__WHAT TO WORK ON__
Display every line of the items below that contains the string "ground", matching case exactly.

─── RECORDS SHOWN

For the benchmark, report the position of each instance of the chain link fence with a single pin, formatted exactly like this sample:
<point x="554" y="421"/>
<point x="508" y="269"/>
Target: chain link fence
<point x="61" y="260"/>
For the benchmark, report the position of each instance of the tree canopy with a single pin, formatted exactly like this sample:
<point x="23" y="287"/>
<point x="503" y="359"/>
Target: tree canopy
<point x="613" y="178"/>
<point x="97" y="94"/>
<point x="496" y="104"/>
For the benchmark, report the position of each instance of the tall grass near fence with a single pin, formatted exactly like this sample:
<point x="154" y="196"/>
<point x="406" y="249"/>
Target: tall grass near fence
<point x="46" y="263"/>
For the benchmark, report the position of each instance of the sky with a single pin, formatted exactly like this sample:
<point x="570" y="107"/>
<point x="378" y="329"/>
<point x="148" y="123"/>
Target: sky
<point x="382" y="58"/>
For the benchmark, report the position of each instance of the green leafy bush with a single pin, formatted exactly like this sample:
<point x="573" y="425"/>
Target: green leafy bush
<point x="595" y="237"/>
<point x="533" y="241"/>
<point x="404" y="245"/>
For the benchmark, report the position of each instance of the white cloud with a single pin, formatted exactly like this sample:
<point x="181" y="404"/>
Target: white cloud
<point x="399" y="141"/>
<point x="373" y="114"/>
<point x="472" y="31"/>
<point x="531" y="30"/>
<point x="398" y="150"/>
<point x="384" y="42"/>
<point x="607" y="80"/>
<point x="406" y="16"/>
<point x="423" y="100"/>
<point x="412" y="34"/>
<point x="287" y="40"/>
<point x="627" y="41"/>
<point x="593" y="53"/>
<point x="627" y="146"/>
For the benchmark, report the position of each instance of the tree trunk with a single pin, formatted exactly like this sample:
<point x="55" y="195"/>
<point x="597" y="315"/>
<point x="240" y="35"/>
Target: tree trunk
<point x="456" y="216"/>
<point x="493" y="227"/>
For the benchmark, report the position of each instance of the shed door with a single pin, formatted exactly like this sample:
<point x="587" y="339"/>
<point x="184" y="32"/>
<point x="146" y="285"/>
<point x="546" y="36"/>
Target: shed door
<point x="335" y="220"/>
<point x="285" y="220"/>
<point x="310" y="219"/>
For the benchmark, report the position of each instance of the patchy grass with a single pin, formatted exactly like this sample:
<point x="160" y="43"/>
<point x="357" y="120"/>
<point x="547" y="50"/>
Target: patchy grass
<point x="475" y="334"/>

──────
─── RECORDS SHOWN

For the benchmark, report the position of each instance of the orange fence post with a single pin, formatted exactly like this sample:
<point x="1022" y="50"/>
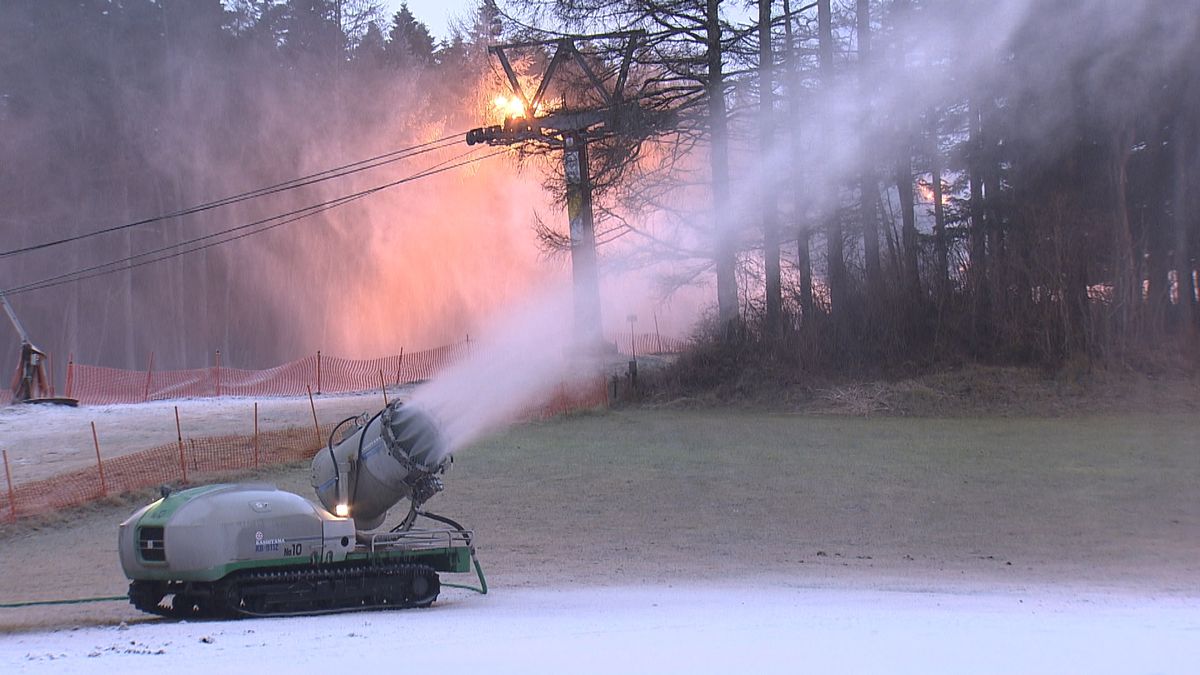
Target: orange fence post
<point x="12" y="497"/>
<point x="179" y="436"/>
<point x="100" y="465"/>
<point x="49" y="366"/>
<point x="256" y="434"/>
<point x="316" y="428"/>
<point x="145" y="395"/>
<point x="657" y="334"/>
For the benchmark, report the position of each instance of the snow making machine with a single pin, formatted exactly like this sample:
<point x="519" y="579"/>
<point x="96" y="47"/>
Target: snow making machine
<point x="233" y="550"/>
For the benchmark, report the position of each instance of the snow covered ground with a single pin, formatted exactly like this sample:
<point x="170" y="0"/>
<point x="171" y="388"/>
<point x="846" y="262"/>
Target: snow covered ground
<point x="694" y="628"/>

──────

__EXERCISE SOLUTION__
For the benchmark, report the position of each instance of the snow covered ground with a single pin, formatted exactly like this sample:
Target: snow covered ground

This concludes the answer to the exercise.